What is expected
Only the pictures are to be omitted; every entry beneath should otherwise be duplicated exactly.

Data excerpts
------------------------------------------------------------

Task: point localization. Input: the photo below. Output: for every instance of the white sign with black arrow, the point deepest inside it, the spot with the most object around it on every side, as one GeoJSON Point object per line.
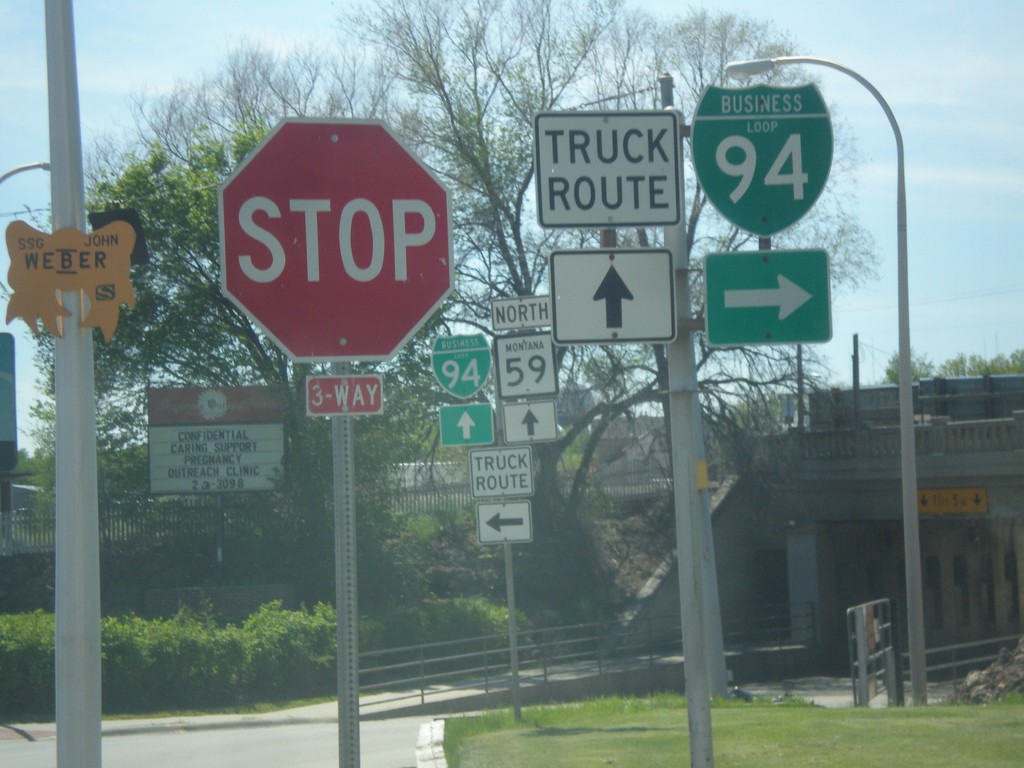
{"type": "Point", "coordinates": [529, 422]}
{"type": "Point", "coordinates": [504, 522]}
{"type": "Point", "coordinates": [611, 297]}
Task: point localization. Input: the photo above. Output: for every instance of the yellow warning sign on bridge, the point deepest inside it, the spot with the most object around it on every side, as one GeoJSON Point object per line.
{"type": "Point", "coordinates": [970, 501]}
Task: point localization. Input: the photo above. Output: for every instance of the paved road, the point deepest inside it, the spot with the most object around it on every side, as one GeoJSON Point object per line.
{"type": "Point", "coordinates": [303, 743]}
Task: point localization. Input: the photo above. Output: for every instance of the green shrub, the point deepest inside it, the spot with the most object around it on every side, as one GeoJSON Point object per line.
{"type": "Point", "coordinates": [190, 663]}
{"type": "Point", "coordinates": [291, 653]}
{"type": "Point", "coordinates": [170, 664]}
{"type": "Point", "coordinates": [27, 667]}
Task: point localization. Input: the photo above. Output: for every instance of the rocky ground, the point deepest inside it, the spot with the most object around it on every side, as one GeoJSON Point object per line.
{"type": "Point", "coordinates": [1004, 676]}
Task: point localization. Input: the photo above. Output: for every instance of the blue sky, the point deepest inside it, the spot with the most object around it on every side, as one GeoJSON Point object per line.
{"type": "Point", "coordinates": [949, 70]}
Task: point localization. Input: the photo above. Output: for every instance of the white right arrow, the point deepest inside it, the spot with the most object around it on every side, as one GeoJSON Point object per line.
{"type": "Point", "coordinates": [788, 297]}
{"type": "Point", "coordinates": [466, 424]}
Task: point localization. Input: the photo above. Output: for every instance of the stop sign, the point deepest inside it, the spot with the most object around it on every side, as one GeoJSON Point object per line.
{"type": "Point", "coordinates": [335, 240]}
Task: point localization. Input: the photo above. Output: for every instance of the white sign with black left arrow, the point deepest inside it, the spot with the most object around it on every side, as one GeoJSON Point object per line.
{"type": "Point", "coordinates": [504, 522]}
{"type": "Point", "coordinates": [611, 297]}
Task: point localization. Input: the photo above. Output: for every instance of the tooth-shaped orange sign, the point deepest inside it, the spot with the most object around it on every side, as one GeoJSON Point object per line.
{"type": "Point", "coordinates": [42, 265]}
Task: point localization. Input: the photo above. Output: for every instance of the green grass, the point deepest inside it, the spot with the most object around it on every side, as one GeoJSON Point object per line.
{"type": "Point", "coordinates": [650, 733]}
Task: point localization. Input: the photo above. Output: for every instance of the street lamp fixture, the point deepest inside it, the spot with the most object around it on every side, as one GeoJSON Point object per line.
{"type": "Point", "coordinates": [908, 465]}
{"type": "Point", "coordinates": [27, 167]}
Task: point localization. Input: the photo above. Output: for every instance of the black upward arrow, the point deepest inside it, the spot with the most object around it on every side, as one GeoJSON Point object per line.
{"type": "Point", "coordinates": [498, 521]}
{"type": "Point", "coordinates": [530, 421]}
{"type": "Point", "coordinates": [612, 291]}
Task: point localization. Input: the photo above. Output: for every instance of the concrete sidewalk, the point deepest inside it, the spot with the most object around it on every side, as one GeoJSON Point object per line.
{"type": "Point", "coordinates": [830, 692]}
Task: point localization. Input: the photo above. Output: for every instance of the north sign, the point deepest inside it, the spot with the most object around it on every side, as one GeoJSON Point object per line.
{"type": "Point", "coordinates": [767, 297]}
{"type": "Point", "coordinates": [461, 364]}
{"type": "Point", "coordinates": [520, 312]}
{"type": "Point", "coordinates": [762, 154]}
{"type": "Point", "coordinates": [607, 169]}
{"type": "Point", "coordinates": [612, 297]}
{"type": "Point", "coordinates": [335, 240]}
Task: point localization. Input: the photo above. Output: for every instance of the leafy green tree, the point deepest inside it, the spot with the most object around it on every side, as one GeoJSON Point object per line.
{"type": "Point", "coordinates": [976, 365]}
{"type": "Point", "coordinates": [921, 368]}
{"type": "Point", "coordinates": [472, 79]}
{"type": "Point", "coordinates": [462, 84]}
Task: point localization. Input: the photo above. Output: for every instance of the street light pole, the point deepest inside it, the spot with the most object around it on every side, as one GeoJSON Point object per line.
{"type": "Point", "coordinates": [908, 465]}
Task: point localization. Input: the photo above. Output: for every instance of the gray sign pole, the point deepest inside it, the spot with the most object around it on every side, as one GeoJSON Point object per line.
{"type": "Point", "coordinates": [513, 633]}
{"type": "Point", "coordinates": [705, 660]}
{"type": "Point", "coordinates": [77, 650]}
{"type": "Point", "coordinates": [345, 586]}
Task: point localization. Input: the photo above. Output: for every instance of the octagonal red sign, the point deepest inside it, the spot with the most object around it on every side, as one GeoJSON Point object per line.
{"type": "Point", "coordinates": [335, 240]}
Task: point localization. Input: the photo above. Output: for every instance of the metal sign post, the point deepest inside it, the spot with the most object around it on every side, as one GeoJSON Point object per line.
{"type": "Point", "coordinates": [513, 633]}
{"type": "Point", "coordinates": [705, 658]}
{"type": "Point", "coordinates": [77, 649]}
{"type": "Point", "coordinates": [345, 586]}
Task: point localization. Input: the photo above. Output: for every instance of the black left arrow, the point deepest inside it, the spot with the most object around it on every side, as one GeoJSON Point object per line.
{"type": "Point", "coordinates": [498, 521]}
{"type": "Point", "coordinates": [612, 291]}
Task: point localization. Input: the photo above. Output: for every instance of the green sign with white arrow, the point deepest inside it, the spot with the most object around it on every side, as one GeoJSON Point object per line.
{"type": "Point", "coordinates": [767, 297]}
{"type": "Point", "coordinates": [470, 424]}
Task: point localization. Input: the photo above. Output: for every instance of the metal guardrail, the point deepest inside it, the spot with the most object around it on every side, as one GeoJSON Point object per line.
{"type": "Point", "coordinates": [871, 638]}
{"type": "Point", "coordinates": [953, 663]}
{"type": "Point", "coordinates": [482, 664]}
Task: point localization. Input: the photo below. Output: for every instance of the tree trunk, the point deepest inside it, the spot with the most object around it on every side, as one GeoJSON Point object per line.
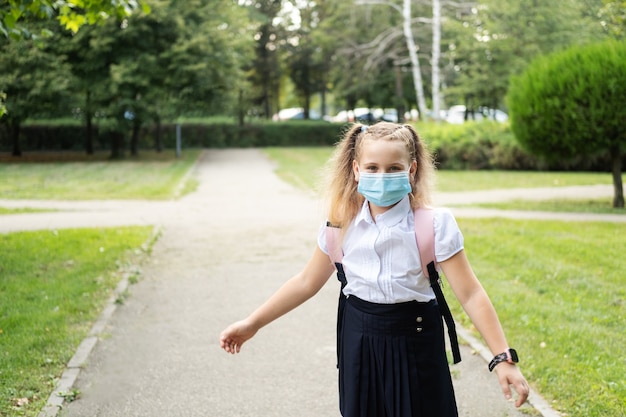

------------------------------------------------------------

Response to the exercise
Task: point localization. Input: the photo below. Output: for every instance of the white sign with black arrow, the point deepest inside it, the spot with the most object around it on every side, as one GeoJSON Point object per line.
{"type": "Point", "coordinates": [529, 422]}
{"type": "Point", "coordinates": [504, 522]}
{"type": "Point", "coordinates": [611, 297]}
Task: point localization. Input: the photo above. Output: for every instance of the yellow warning sign on bridge, the point deepest inside it, the spot with the most object around it on every side, as one GeoJSON Point object per line.
{"type": "Point", "coordinates": [970, 501]}
Task: point localization. Input: the photo above. Output: for every instance of the paved road, the point deepest inside it, the spot with the most object around it on every side, as one GeoJSON Point object per line.
{"type": "Point", "coordinates": [303, 743]}
Task: point localization. Input: the photo above. Output: for every instance of the green shrub, the point deepest inside it, the spot with the most object around it on every side, as one GeoJSON Point object per line.
{"type": "Point", "coordinates": [190, 663]}
{"type": "Point", "coordinates": [291, 653]}
{"type": "Point", "coordinates": [170, 664]}
{"type": "Point", "coordinates": [27, 667]}
Task: point localization. Input: the photo above. Output: for every instance of the rocky ground, the point deepest inside it, the spot with the most object around it on every side, as one GeoJSON Point object per line.
{"type": "Point", "coordinates": [1004, 676]}
Task: point localization. Input: the photo above. Output: for every instance of the blue sky, the point deepest inside it, the spot with the most object around it on every side, as one GeoJSON Point object per line.
{"type": "Point", "coordinates": [949, 70]}
Task: point localization. Input: the photo above. Output: for every instance of the white right arrow, the point deepest inside it, the spot with the most object around it on every side, as one GeoJSON Point object per line.
{"type": "Point", "coordinates": [788, 297]}
{"type": "Point", "coordinates": [466, 424]}
Task: point localization. Input: the photo above. Output: for every instance of the stop sign, the point deepest inside it, the spot with the most object around it on every side, as one GeoJSON Point object per line.
{"type": "Point", "coordinates": [335, 240]}
Task: point localization. Input: the photo above. Output: for every instance of the white sign with black left arrow, the point deepest inside it, the spot with the most object around it on every side, as one GeoJSON Point object per line.
{"type": "Point", "coordinates": [504, 522]}
{"type": "Point", "coordinates": [611, 297]}
Task: point localization. Input: the photo above. Output: for every instance of the tooth-shaped orange sign, the point deepest inside it, the spot with the most object around it on every side, as one GeoJSON Point object per line.
{"type": "Point", "coordinates": [42, 265]}
Task: point localization. Input: the photo above. Output: for every instance of the green grass, the point deepest inside it, the spot with the most object around it on every side, as one GeoJSON Point object per line.
{"type": "Point", "coordinates": [650, 733]}
Task: point localization. Input: the photo above. Output: for every instance of the street lamp fixture, the point deepest inside it, the spot with the most object around it on every side, as one GeoJSON Point object per line.
{"type": "Point", "coordinates": [908, 465]}
{"type": "Point", "coordinates": [27, 167]}
Task: point localization. Input: the photo above. Output: for every instance of the black upward arrow, the point deepest inside it, the spot with the most object around it on every side, as one GeoJSON Point object per line.
{"type": "Point", "coordinates": [498, 521]}
{"type": "Point", "coordinates": [530, 421]}
{"type": "Point", "coordinates": [612, 291]}
Task: point localization. Input: the photo above. Output: for every instance of the concrete sidewalk, the point deepest inside it, the spot with the most object around it on every side, as one GeoJSON Point object per line.
{"type": "Point", "coordinates": [830, 692]}
Task: point localization. Input: the photo above. Output: for every instance of the north sign, the point deepest inside it, the spot with the most object around it on every side, as one GeoJSON Point object per line.
{"type": "Point", "coordinates": [767, 297]}
{"type": "Point", "coordinates": [461, 364]}
{"type": "Point", "coordinates": [520, 312]}
{"type": "Point", "coordinates": [762, 154]}
{"type": "Point", "coordinates": [607, 169]}
{"type": "Point", "coordinates": [612, 297]}
{"type": "Point", "coordinates": [335, 240]}
Task: point localization. Input: the photo above. Output: for every instance of the leafy green tree, the point deepest inside it, the spot with the most object around it on every side, as one GeoJSON Point object per line.
{"type": "Point", "coordinates": [976, 365]}
{"type": "Point", "coordinates": [921, 368]}
{"type": "Point", "coordinates": [472, 79]}
{"type": "Point", "coordinates": [462, 84]}
Task: point localization. Input: the photo above. Output: for every instance of the street light pole, the point deepest inside it, the spot with the most object around it on every side, as one GeoJSON Point object per line.
{"type": "Point", "coordinates": [908, 465]}
Task: point localization. Input: the photo above. Output: for every instance of the gray sign pole, the point deepest inside it, the spot with the most object around it on every side, as one GeoJSON Point object per line.
{"type": "Point", "coordinates": [513, 633]}
{"type": "Point", "coordinates": [705, 660]}
{"type": "Point", "coordinates": [77, 650]}
{"type": "Point", "coordinates": [345, 586]}
Task: point localization. Input: the photo above. Output: for every instance of the octagonal red sign, the point deepest inside it, the spot with the most object around it on every side, as one GeoJSON Point object per line.
{"type": "Point", "coordinates": [335, 240]}
Task: point localization. Input: the photo above. Output: for every instance of the metal sign post, the point deepest inside it, the spot with the most object around it on every side, as one GeoJSON Point object per line.
{"type": "Point", "coordinates": [513, 633]}
{"type": "Point", "coordinates": [705, 658]}
{"type": "Point", "coordinates": [77, 649]}
{"type": "Point", "coordinates": [345, 586]}
Task: point localization. Input: the photo above. Output: for every instance of the black left arrow, the point deepest inside it, the spot with the most object around it on every side, as one GeoJSON Point object per line.
{"type": "Point", "coordinates": [498, 521]}
{"type": "Point", "coordinates": [612, 291]}
Task: point localization. Input: the photo above. Output: for every instance of the green sign with white arrow, the point deepest inside it, the spot with the most object around it on every side, as one GeoJSON Point object per line.
{"type": "Point", "coordinates": [767, 297]}
{"type": "Point", "coordinates": [470, 424]}
Task: point localization. Input: the photo above. Output: for every instance of the metal guardrail, the point deepest inside it, the spot with the most object around it on every side, as one GeoJSON Point object per line.
{"type": "Point", "coordinates": [871, 638]}
{"type": "Point", "coordinates": [953, 663]}
{"type": "Point", "coordinates": [482, 664]}
Task: point localization. Input: the photo below. Output: for every instance of the tree trunk, the point deepest inside it, the spot with the most object around it on every side, as one GeoJSON Point object per line.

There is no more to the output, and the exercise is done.